Task description ::
Begin with the line that contains "point: one pixel per instance, each like <point>410,65</point>." and transcribe each line after it, up to and including the last line of the listing below.

Record list ::
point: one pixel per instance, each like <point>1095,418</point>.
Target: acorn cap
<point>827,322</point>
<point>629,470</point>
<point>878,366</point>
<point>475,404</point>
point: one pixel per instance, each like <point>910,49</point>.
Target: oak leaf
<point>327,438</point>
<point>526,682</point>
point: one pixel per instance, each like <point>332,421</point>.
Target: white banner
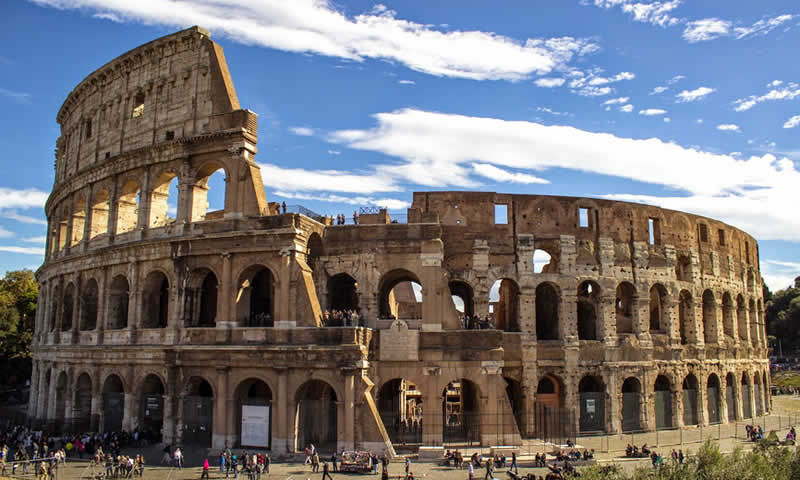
<point>255,426</point>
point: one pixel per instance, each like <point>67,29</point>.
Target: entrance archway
<point>461,420</point>
<point>253,411</point>
<point>113,404</point>
<point>400,407</point>
<point>631,404</point>
<point>198,413</point>
<point>152,408</point>
<point>315,416</point>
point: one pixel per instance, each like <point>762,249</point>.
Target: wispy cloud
<point>317,27</point>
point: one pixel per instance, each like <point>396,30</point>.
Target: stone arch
<point>342,296</point>
<point>400,406</point>
<point>547,304</point>
<point>690,397</point>
<point>400,303</point>
<point>658,308</point>
<point>662,389</point>
<point>160,205</point>
<point>506,308</point>
<point>592,393</point>
<point>198,412</point>
<point>155,300</point>
<point>151,410</point>
<point>67,312</point>
<point>588,311</point>
<point>316,415</point>
<point>713,399</point>
<point>113,403</point>
<point>709,317</point>
<point>89,302</point>
<point>254,395</point>
<point>118,303</point>
<point>686,317</point>
<point>461,415</point>
<point>624,307</point>
<point>727,315</point>
<point>255,299</point>
<point>128,206</point>
<point>463,297</point>
<point>631,405</point>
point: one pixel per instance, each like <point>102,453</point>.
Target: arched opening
<point>118,304</point>
<point>152,408</point>
<point>209,192</point>
<point>254,414</point>
<point>713,402</point>
<point>342,299</point>
<point>164,200</point>
<point>741,317</point>
<point>631,404</point>
<point>544,262</point>
<point>89,305</point>
<point>686,317</point>
<point>592,394</point>
<point>155,301</point>
<point>709,317</point>
<point>547,302</point>
<point>658,303</point>
<point>255,306</point>
<point>61,402</point>
<point>67,311</point>
<point>588,302</point>
<point>400,407</point>
<point>727,315</point>
<point>201,300</point>
<point>663,402</point>
<point>198,413</point>
<point>78,220</point>
<point>624,307</point>
<point>400,296</point>
<point>463,300</point>
<point>747,408</point>
<point>100,206</point>
<point>504,307</point>
<point>82,404</point>
<point>730,396</point>
<point>113,404</point>
<point>690,400</point>
<point>315,417</point>
<point>461,420</point>
<point>128,207</point>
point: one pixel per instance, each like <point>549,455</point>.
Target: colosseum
<point>481,318</point>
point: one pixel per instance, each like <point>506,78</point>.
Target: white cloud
<point>652,111</point>
<point>654,13</point>
<point>614,101</point>
<point>790,92</point>
<point>693,95</point>
<point>706,29</point>
<point>549,82</point>
<point>792,122</point>
<point>23,250</point>
<point>389,203</point>
<point>317,27</point>
<point>500,175</point>
<point>302,131</point>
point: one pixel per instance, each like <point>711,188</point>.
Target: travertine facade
<point>644,318</point>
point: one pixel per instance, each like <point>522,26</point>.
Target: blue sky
<point>684,104</point>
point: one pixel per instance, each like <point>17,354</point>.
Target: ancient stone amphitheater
<point>209,327</point>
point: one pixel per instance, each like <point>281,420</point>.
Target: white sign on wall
<point>255,426</point>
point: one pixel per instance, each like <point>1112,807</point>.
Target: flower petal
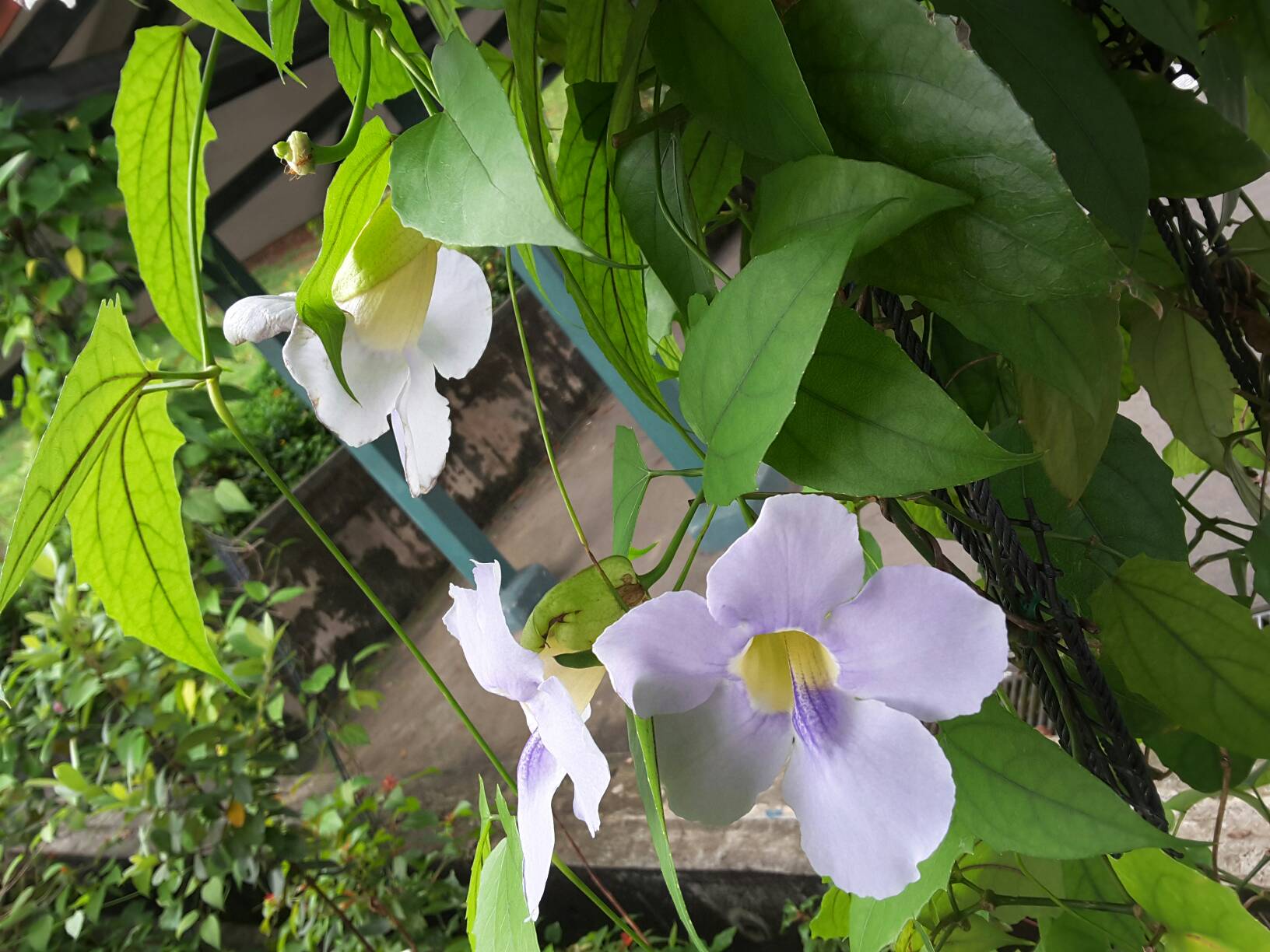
<point>500,664</point>
<point>421,423</point>
<point>667,655</point>
<point>715,759</point>
<point>794,566</point>
<point>870,787</point>
<point>375,376</point>
<point>538,775</point>
<point>460,315</point>
<point>259,317</point>
<point>560,726</point>
<point>920,641</point>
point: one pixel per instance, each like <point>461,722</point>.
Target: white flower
<point>414,310</point>
<point>789,660</point>
<point>559,741</point>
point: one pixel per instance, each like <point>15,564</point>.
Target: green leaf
<point>1187,901</point>
<point>1181,367</point>
<point>1020,793</point>
<point>353,196</point>
<point>713,165</point>
<point>1170,23</point>
<point>1191,650</point>
<point>597,38</point>
<point>503,921</point>
<point>821,193</point>
<point>283,19</point>
<point>894,86</point>
<point>745,359</point>
<point>128,541</point>
<point>868,422</point>
<point>611,299</point>
<point>1193,152</point>
<point>1048,54</point>
<point>1068,345</point>
<point>630,482</point>
<point>731,65</point>
<point>229,19</point>
<point>154,120</point>
<point>1128,506</point>
<point>98,394</point>
<point>876,922</point>
<point>681,272</point>
<point>389,79</point>
<point>832,921</point>
<point>462,177</point>
<point>640,735</point>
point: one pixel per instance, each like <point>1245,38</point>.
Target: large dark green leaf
<point>1065,343</point>
<point>1128,506</point>
<point>1189,904</point>
<point>1048,54</point>
<point>462,177</point>
<point>1188,379</point>
<point>1019,791</point>
<point>681,272</point>
<point>1191,650</point>
<point>1170,23</point>
<point>611,299</point>
<point>745,359</point>
<point>868,422</point>
<point>1193,152</point>
<point>894,86</point>
<point>819,193</point>
<point>731,65</point>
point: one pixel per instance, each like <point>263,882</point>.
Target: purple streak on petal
<point>538,775</point>
<point>668,654</point>
<point>872,789</point>
<point>500,664</point>
<point>920,641</point>
<point>798,562</point>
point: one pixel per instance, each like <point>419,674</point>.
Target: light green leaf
<point>1187,377</point>
<point>1020,793</point>
<point>868,422</point>
<point>1171,23</point>
<point>821,193</point>
<point>893,84</point>
<point>353,196</point>
<point>1193,152</point>
<point>876,922</point>
<point>731,65</point>
<point>283,19</point>
<point>1069,345</point>
<point>713,164</point>
<point>389,79</point>
<point>681,272</point>
<point>1048,54</point>
<point>462,177</point>
<point>154,122</point>
<point>745,359</point>
<point>1128,506</point>
<point>1191,650</point>
<point>640,735</point>
<point>611,299</point>
<point>630,482</point>
<point>1188,901</point>
<point>229,19</point>
<point>128,541</point>
<point>597,38</point>
<point>96,396</point>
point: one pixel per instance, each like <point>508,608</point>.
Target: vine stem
<point>223,410</point>
<point>196,245</point>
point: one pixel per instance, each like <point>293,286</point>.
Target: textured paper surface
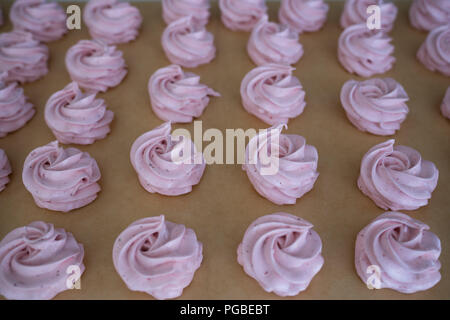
<point>224,203</point>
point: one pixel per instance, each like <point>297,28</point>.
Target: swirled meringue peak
<point>241,15</point>
<point>5,169</point>
<point>176,9</point>
<point>15,110</point>
<point>303,15</point>
<point>178,96</point>
<point>45,20</point>
<point>377,105</point>
<point>76,117</point>
<point>427,15</point>
<point>95,66</point>
<point>355,12</point>
<point>158,257</point>
<point>397,178</point>
<point>365,52</point>
<point>61,179</point>
<point>187,43</point>
<point>165,164</point>
<point>273,94</point>
<point>435,51</point>
<point>281,167</point>
<point>112,21</point>
<point>22,57</point>
<point>273,43</point>
<point>282,252</point>
<point>37,260</point>
<point>403,249</point>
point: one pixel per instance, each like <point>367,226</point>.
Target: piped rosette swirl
<point>273,43</point>
<point>95,66</point>
<point>281,167</point>
<point>241,15</point>
<point>282,252</point>
<point>37,260</point>
<point>376,105</point>
<point>61,179</point>
<point>365,52</point>
<point>112,21</point>
<point>178,96</point>
<point>187,43</point>
<point>165,164</point>
<point>157,256</point>
<point>396,177</point>
<point>273,94</point>
<point>404,250</point>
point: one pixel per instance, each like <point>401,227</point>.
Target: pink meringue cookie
<point>187,43</point>
<point>5,170</point>
<point>435,51</point>
<point>377,105</point>
<point>112,21</point>
<point>427,15</point>
<point>154,158</point>
<point>242,15</point>
<point>39,261</point>
<point>282,252</point>
<point>396,178</point>
<point>404,250</point>
<point>355,12</point>
<point>176,9</point>
<point>95,66</point>
<point>15,110</point>
<point>273,94</point>
<point>292,171</point>
<point>303,15</point>
<point>61,179</point>
<point>273,43</point>
<point>178,96</point>
<point>45,20</point>
<point>365,52</point>
<point>77,117</point>
<point>22,57</point>
<point>158,257</point>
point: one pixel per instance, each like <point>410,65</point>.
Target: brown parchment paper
<point>224,203</point>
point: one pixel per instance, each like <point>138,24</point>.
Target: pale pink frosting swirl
<point>365,52</point>
<point>429,14</point>
<point>5,170</point>
<point>290,175</point>
<point>61,179</point>
<point>404,250</point>
<point>15,110</point>
<point>303,15</point>
<point>273,94</point>
<point>154,157</point>
<point>77,117</point>
<point>158,257</point>
<point>178,96</point>
<point>355,12</point>
<point>397,178</point>
<point>242,15</point>
<point>282,252</point>
<point>273,43</point>
<point>95,66</point>
<point>112,21</point>
<point>435,51</point>
<point>45,20</point>
<point>176,9</point>
<point>22,57</point>
<point>35,261</point>
<point>187,43</point>
<point>376,105</point>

Written solution ::
point: one pixel per instance, each like <point>410,65</point>.
Target: brown parchment paper
<point>224,203</point>
point: one pixel per instance, each like <point>138,24</point>.
Target: pale pink frosting swirl
<point>365,52</point>
<point>429,14</point>
<point>5,170</point>
<point>290,175</point>
<point>61,179</point>
<point>404,250</point>
<point>15,110</point>
<point>303,15</point>
<point>273,94</point>
<point>154,157</point>
<point>77,117</point>
<point>158,257</point>
<point>178,96</point>
<point>355,12</point>
<point>397,178</point>
<point>242,15</point>
<point>282,252</point>
<point>273,43</point>
<point>95,66</point>
<point>112,21</point>
<point>435,51</point>
<point>45,20</point>
<point>176,9</point>
<point>22,57</point>
<point>35,261</point>
<point>187,43</point>
<point>376,105</point>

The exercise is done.